→ THE INPUT:
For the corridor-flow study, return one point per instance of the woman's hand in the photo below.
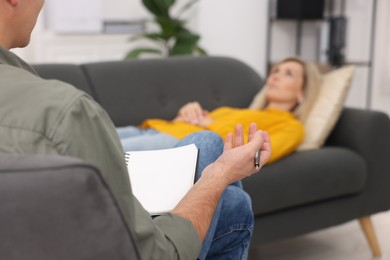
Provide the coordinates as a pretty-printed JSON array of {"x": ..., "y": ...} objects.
[
  {"x": 237, "y": 160},
  {"x": 192, "y": 113}
]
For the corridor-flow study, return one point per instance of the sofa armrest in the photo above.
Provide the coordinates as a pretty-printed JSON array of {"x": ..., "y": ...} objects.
[{"x": 368, "y": 134}]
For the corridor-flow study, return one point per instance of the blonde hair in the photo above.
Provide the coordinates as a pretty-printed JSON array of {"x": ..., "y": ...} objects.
[{"x": 312, "y": 80}]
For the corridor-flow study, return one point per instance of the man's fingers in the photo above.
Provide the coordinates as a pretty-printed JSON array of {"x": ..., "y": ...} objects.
[
  {"x": 238, "y": 136},
  {"x": 266, "y": 150},
  {"x": 252, "y": 130},
  {"x": 228, "y": 142}
]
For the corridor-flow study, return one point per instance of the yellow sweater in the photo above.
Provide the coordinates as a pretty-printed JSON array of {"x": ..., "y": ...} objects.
[{"x": 285, "y": 131}]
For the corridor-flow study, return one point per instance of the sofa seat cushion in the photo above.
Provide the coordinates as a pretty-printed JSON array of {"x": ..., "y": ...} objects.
[{"x": 306, "y": 177}]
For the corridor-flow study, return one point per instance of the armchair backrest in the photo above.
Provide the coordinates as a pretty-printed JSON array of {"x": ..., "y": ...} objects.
[{"x": 55, "y": 207}]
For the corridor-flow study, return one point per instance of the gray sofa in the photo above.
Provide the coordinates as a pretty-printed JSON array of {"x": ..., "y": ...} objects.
[{"x": 347, "y": 179}]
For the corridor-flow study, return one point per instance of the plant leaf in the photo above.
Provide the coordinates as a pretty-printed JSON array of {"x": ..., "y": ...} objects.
[
  {"x": 186, "y": 7},
  {"x": 135, "y": 53},
  {"x": 159, "y": 7},
  {"x": 169, "y": 27},
  {"x": 149, "y": 36}
]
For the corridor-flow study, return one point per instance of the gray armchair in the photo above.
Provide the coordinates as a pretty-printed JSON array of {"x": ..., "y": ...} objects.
[{"x": 56, "y": 207}]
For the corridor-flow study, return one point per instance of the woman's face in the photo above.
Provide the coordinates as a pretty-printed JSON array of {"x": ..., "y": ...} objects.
[{"x": 285, "y": 83}]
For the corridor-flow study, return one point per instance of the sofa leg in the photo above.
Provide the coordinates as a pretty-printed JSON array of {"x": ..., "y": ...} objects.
[{"x": 369, "y": 232}]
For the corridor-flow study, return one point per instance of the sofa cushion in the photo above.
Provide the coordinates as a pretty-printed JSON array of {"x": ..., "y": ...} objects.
[
  {"x": 56, "y": 207},
  {"x": 134, "y": 90},
  {"x": 317, "y": 175}
]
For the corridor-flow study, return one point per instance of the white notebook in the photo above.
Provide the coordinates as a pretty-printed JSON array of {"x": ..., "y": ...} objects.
[{"x": 160, "y": 178}]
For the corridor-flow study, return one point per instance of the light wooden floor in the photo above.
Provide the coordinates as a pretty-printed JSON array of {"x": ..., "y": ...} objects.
[{"x": 343, "y": 242}]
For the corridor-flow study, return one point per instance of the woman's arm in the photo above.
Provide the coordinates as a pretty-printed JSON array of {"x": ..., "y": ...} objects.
[{"x": 192, "y": 113}]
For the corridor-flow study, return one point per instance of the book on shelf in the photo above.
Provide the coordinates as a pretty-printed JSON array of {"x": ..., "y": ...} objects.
[{"x": 160, "y": 178}]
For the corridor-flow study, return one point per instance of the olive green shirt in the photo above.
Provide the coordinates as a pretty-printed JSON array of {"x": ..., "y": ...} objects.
[{"x": 40, "y": 116}]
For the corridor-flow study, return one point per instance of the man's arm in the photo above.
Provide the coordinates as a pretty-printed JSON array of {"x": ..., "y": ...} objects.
[
  {"x": 234, "y": 164},
  {"x": 85, "y": 131}
]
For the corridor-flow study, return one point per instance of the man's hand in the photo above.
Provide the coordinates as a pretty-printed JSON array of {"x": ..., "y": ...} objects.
[{"x": 237, "y": 160}]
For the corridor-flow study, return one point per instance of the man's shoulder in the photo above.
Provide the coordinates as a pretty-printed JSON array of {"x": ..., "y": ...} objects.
[
  {"x": 30, "y": 102},
  {"x": 14, "y": 79}
]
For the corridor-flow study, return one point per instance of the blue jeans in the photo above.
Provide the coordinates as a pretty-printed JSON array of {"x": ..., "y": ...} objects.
[
  {"x": 231, "y": 228},
  {"x": 138, "y": 139}
]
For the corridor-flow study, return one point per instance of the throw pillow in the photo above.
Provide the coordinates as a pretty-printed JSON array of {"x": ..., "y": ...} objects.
[{"x": 327, "y": 108}]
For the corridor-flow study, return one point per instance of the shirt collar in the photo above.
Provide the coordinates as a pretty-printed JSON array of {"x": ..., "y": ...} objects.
[{"x": 9, "y": 58}]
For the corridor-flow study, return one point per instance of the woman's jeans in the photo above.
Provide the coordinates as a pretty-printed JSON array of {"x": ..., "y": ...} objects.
[
  {"x": 139, "y": 139},
  {"x": 231, "y": 228}
]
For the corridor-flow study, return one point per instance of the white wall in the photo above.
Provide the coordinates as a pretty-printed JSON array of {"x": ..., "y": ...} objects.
[
  {"x": 381, "y": 77},
  {"x": 238, "y": 29}
]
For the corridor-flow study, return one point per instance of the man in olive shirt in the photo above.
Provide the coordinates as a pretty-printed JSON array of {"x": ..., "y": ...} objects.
[{"x": 50, "y": 117}]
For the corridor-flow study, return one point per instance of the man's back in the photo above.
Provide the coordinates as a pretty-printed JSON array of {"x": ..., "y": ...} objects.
[
  {"x": 31, "y": 109},
  {"x": 50, "y": 117}
]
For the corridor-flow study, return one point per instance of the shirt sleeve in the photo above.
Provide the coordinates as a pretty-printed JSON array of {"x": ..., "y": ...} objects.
[{"x": 84, "y": 130}]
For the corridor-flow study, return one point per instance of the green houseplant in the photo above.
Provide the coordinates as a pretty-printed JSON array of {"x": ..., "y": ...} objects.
[{"x": 173, "y": 38}]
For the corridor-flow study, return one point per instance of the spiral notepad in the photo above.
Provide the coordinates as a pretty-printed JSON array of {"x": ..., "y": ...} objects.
[{"x": 160, "y": 178}]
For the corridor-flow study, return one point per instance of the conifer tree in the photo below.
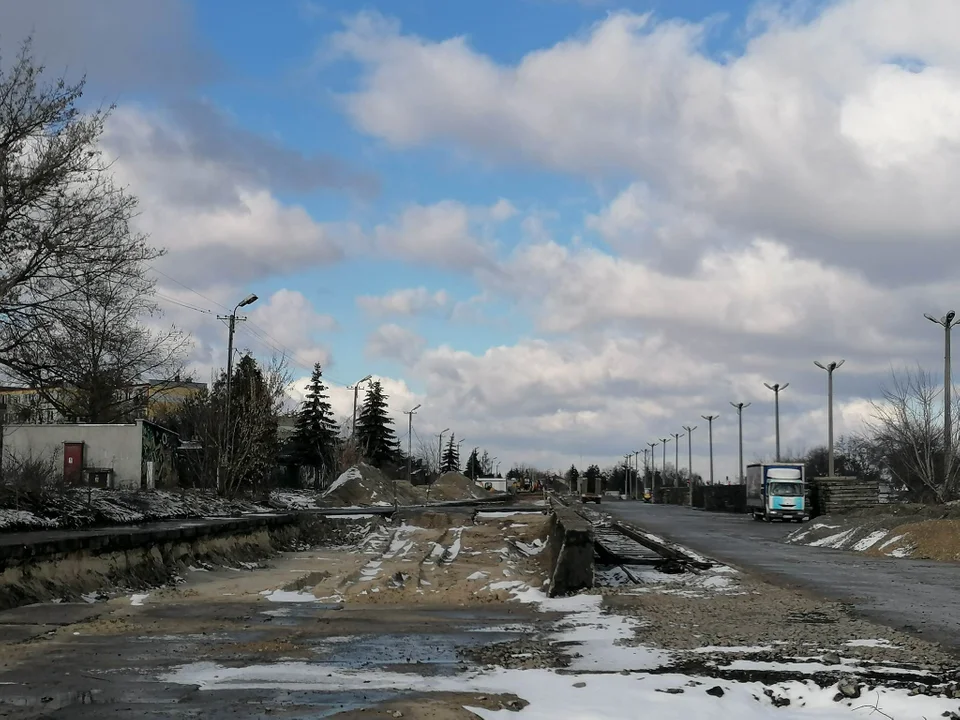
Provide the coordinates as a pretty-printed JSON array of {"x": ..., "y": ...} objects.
[
  {"x": 316, "y": 438},
  {"x": 451, "y": 456},
  {"x": 375, "y": 436},
  {"x": 474, "y": 470}
]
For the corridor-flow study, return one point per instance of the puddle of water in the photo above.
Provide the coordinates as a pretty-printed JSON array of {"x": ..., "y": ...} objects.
[{"x": 435, "y": 654}]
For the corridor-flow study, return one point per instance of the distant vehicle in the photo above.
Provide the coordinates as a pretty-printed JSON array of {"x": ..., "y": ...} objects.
[{"x": 777, "y": 491}]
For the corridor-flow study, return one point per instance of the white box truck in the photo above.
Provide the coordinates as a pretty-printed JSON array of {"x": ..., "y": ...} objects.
[{"x": 777, "y": 491}]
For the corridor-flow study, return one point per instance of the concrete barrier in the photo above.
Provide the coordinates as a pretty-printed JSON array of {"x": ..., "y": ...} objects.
[{"x": 570, "y": 552}]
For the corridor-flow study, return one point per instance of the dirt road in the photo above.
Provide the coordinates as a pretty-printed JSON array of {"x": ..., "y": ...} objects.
[{"x": 916, "y": 596}]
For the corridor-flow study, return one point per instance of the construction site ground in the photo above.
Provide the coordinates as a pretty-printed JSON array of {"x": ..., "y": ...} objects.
[{"x": 442, "y": 615}]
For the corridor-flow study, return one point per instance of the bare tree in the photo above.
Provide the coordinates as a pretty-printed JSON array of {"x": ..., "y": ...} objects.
[
  {"x": 89, "y": 357},
  {"x": 906, "y": 436},
  {"x": 64, "y": 225}
]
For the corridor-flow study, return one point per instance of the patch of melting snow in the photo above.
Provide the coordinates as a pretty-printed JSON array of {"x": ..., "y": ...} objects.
[
  {"x": 879, "y": 642},
  {"x": 902, "y": 552},
  {"x": 870, "y": 540},
  {"x": 288, "y": 596},
  {"x": 551, "y": 695},
  {"x": 835, "y": 541}
]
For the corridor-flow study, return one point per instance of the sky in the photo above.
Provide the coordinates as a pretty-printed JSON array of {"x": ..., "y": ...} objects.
[{"x": 564, "y": 228}]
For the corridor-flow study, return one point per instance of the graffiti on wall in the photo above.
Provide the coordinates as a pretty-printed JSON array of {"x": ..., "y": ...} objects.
[{"x": 158, "y": 459}]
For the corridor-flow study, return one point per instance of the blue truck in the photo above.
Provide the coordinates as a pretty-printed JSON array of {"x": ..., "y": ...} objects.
[{"x": 777, "y": 491}]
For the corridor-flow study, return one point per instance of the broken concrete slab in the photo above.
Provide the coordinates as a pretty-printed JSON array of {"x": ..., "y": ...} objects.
[
  {"x": 51, "y": 614},
  {"x": 571, "y": 553}
]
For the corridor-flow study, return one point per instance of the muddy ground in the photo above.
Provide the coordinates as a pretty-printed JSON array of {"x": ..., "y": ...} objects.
[{"x": 432, "y": 595}]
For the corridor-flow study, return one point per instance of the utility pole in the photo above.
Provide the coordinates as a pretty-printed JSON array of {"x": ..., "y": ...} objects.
[
  {"x": 3, "y": 420},
  {"x": 740, "y": 407},
  {"x": 777, "y": 387},
  {"x": 947, "y": 322},
  {"x": 710, "y": 419},
  {"x": 356, "y": 389},
  {"x": 409, "y": 414},
  {"x": 225, "y": 447},
  {"x": 690, "y": 430},
  {"x": 676, "y": 458},
  {"x": 626, "y": 473},
  {"x": 830, "y": 367}
]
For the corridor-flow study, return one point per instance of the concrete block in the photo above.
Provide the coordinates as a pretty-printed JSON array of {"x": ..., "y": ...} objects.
[{"x": 571, "y": 553}]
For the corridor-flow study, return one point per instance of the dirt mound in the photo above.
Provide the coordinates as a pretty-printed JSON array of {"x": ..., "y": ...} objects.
[
  {"x": 457, "y": 486},
  {"x": 886, "y": 535},
  {"x": 365, "y": 486}
]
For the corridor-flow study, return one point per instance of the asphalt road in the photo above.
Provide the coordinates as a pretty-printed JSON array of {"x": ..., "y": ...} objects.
[{"x": 913, "y": 595}]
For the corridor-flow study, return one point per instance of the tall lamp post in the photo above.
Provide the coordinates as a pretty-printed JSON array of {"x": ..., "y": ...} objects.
[
  {"x": 740, "y": 407},
  {"x": 232, "y": 320},
  {"x": 710, "y": 419},
  {"x": 947, "y": 321},
  {"x": 636, "y": 473},
  {"x": 676, "y": 456},
  {"x": 409, "y": 414},
  {"x": 356, "y": 389},
  {"x": 690, "y": 430},
  {"x": 829, "y": 367},
  {"x": 777, "y": 387}
]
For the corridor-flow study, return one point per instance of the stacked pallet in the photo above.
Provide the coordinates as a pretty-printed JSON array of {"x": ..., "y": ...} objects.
[{"x": 843, "y": 494}]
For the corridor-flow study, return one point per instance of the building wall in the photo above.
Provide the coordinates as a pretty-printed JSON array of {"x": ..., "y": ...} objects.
[{"x": 118, "y": 447}]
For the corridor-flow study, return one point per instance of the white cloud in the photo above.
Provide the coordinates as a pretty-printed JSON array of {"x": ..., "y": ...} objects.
[
  {"x": 393, "y": 342},
  {"x": 447, "y": 234},
  {"x": 214, "y": 221},
  {"x": 812, "y": 130},
  {"x": 408, "y": 301}
]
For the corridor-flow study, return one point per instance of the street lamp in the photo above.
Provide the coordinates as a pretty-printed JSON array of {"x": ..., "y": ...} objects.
[
  {"x": 409, "y": 414},
  {"x": 710, "y": 419},
  {"x": 653, "y": 457},
  {"x": 356, "y": 389},
  {"x": 232, "y": 319},
  {"x": 740, "y": 407},
  {"x": 830, "y": 367},
  {"x": 776, "y": 408},
  {"x": 947, "y": 322}
]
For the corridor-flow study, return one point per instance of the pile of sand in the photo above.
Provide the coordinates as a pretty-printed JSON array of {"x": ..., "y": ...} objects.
[
  {"x": 457, "y": 486},
  {"x": 364, "y": 486}
]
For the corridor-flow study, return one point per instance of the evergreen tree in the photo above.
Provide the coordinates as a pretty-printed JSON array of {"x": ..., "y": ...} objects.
[
  {"x": 593, "y": 478},
  {"x": 316, "y": 438},
  {"x": 450, "y": 462},
  {"x": 375, "y": 436},
  {"x": 474, "y": 468}
]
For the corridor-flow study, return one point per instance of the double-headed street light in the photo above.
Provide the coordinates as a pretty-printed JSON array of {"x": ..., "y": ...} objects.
[
  {"x": 356, "y": 389},
  {"x": 740, "y": 407},
  {"x": 777, "y": 387},
  {"x": 947, "y": 321},
  {"x": 232, "y": 319},
  {"x": 710, "y": 419},
  {"x": 829, "y": 367}
]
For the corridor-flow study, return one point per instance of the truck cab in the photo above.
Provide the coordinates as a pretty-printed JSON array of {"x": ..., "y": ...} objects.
[{"x": 777, "y": 491}]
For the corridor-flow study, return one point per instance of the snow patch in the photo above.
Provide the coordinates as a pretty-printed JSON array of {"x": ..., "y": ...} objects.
[
  {"x": 870, "y": 540},
  {"x": 288, "y": 596}
]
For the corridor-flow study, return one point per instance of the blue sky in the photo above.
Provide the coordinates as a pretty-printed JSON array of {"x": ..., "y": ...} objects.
[{"x": 562, "y": 229}]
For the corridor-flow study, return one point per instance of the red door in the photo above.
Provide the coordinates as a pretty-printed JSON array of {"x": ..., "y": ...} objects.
[{"x": 72, "y": 463}]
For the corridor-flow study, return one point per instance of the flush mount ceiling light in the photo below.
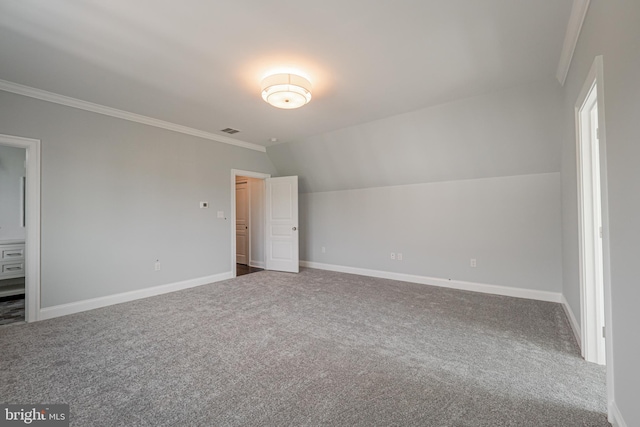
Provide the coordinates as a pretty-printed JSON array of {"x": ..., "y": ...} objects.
[{"x": 286, "y": 90}]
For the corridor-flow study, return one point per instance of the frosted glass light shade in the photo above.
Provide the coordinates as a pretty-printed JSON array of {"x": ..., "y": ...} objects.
[{"x": 286, "y": 90}]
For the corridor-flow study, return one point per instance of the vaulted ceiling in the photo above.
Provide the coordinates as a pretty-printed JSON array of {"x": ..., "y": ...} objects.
[{"x": 199, "y": 63}]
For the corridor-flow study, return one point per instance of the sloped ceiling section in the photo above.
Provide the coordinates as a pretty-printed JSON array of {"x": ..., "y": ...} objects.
[
  {"x": 505, "y": 133},
  {"x": 199, "y": 63}
]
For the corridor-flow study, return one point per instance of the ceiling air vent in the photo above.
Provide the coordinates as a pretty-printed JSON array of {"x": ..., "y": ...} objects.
[{"x": 230, "y": 131}]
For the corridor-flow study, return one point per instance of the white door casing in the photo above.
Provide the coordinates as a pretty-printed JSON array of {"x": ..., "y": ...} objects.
[
  {"x": 282, "y": 224},
  {"x": 242, "y": 223},
  {"x": 32, "y": 207}
]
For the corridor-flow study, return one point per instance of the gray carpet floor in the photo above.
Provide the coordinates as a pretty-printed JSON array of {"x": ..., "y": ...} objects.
[{"x": 317, "y": 348}]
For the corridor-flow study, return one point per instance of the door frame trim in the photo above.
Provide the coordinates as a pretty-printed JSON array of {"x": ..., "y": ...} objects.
[
  {"x": 596, "y": 75},
  {"x": 232, "y": 217},
  {"x": 32, "y": 226}
]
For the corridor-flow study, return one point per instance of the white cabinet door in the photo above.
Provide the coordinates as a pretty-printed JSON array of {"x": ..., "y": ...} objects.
[{"x": 282, "y": 224}]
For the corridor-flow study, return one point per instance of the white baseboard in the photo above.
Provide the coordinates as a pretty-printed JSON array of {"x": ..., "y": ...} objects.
[
  {"x": 90, "y": 304},
  {"x": 615, "y": 417},
  {"x": 575, "y": 327},
  {"x": 445, "y": 283}
]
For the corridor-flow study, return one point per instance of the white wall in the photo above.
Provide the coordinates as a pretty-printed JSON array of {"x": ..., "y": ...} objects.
[
  {"x": 510, "y": 225},
  {"x": 611, "y": 29},
  {"x": 511, "y": 132},
  {"x": 118, "y": 195},
  {"x": 476, "y": 178},
  {"x": 12, "y": 171}
]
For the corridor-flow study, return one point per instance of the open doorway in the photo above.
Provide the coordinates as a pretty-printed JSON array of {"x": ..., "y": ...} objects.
[
  {"x": 249, "y": 222},
  {"x": 278, "y": 241},
  {"x": 20, "y": 228},
  {"x": 12, "y": 234},
  {"x": 593, "y": 222}
]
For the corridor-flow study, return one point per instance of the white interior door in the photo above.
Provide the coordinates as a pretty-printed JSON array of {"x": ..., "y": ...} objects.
[
  {"x": 282, "y": 224},
  {"x": 242, "y": 223}
]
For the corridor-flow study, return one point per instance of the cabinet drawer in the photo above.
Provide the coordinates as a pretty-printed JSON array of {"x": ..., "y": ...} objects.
[
  {"x": 11, "y": 253},
  {"x": 12, "y": 268}
]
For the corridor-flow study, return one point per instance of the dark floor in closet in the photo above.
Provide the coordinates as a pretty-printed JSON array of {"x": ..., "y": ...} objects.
[
  {"x": 242, "y": 269},
  {"x": 11, "y": 309}
]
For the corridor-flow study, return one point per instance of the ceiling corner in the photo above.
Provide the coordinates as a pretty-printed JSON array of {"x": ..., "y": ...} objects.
[{"x": 578, "y": 14}]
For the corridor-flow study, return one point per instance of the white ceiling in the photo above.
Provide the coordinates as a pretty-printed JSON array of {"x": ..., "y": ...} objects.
[{"x": 199, "y": 63}]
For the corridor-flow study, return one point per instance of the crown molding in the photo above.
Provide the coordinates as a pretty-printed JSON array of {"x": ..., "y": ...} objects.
[
  {"x": 121, "y": 114},
  {"x": 578, "y": 14}
]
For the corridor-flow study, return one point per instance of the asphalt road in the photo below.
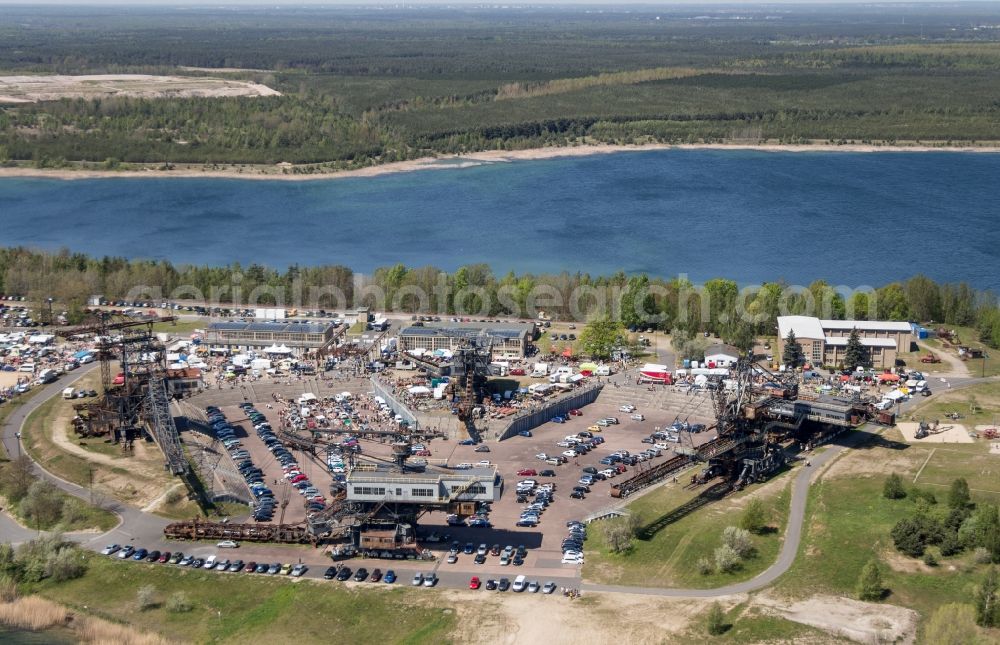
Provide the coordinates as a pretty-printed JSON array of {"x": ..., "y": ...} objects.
[{"x": 146, "y": 529}]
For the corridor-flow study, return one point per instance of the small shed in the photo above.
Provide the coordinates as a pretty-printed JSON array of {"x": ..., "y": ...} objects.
[{"x": 721, "y": 355}]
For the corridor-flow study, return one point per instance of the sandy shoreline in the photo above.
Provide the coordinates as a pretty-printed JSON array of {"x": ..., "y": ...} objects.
[{"x": 445, "y": 162}]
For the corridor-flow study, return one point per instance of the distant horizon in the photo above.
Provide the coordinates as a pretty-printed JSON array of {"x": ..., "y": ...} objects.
[{"x": 471, "y": 3}]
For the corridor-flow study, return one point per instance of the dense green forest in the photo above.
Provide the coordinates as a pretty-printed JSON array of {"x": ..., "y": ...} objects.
[
  {"x": 719, "y": 305},
  {"x": 372, "y": 86}
]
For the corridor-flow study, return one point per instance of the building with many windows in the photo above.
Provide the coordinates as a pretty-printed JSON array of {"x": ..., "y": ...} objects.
[
  {"x": 509, "y": 341},
  {"x": 824, "y": 342},
  {"x": 293, "y": 338},
  {"x": 433, "y": 486}
]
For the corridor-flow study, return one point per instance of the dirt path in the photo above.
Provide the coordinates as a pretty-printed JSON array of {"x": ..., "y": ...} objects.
[
  {"x": 957, "y": 368},
  {"x": 488, "y": 617},
  {"x": 863, "y": 622}
]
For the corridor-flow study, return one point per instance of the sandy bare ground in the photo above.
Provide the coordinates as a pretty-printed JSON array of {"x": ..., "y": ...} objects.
[
  {"x": 453, "y": 162},
  {"x": 9, "y": 379},
  {"x": 138, "y": 479},
  {"x": 955, "y": 433},
  {"x": 626, "y": 619},
  {"x": 30, "y": 89},
  {"x": 863, "y": 622}
]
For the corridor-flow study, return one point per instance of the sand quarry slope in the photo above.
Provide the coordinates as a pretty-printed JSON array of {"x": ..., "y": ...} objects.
[{"x": 30, "y": 89}]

→ TASK OBJECTIVE: Copy only what lies between the line with "back in the photo above." and the line with "water in the photo above.", those two lines included, exactly as given above; pictures stay out.

→ ANSWER SECTION:
For the corridor-flow study, return one point per instance of the man's back in the photo above.
Provide the coordinates as a pretty-printed JSON array of {"x": ..., "y": ...} objects.
[
  {"x": 31, "y": 109},
  {"x": 50, "y": 117}
]
For the corridor-flow study, return one point per instance of the shirt sleeve in the photo above.
Provide the coordinates as a pretty-printed JSON array of {"x": ..., "y": ...} objects.
[{"x": 84, "y": 130}]
For the corridor-flow study, return one point per instance of the green houseplant in the photo above.
Provide the coordinates as a pretty-printed JSON array of {"x": ..., "y": ...} objects.
[{"x": 173, "y": 38}]
For the corridor-flow study, return one point per instance of the spiral notepad in the photo above.
Provide the coordinates as a pretty-printed JSON array of {"x": ..., "y": ...} objects.
[{"x": 160, "y": 178}]
For the corridor-flow study, return one point per instance of the conifer tree in the photo below.
Provide the coordinates as a pretty-printed JSON array of {"x": ..., "y": ...} objects.
[
  {"x": 316, "y": 438},
  {"x": 451, "y": 456},
  {"x": 375, "y": 436},
  {"x": 474, "y": 470}
]
For the corridor-flow study, return one point per instance of the puddle of water in the photo above.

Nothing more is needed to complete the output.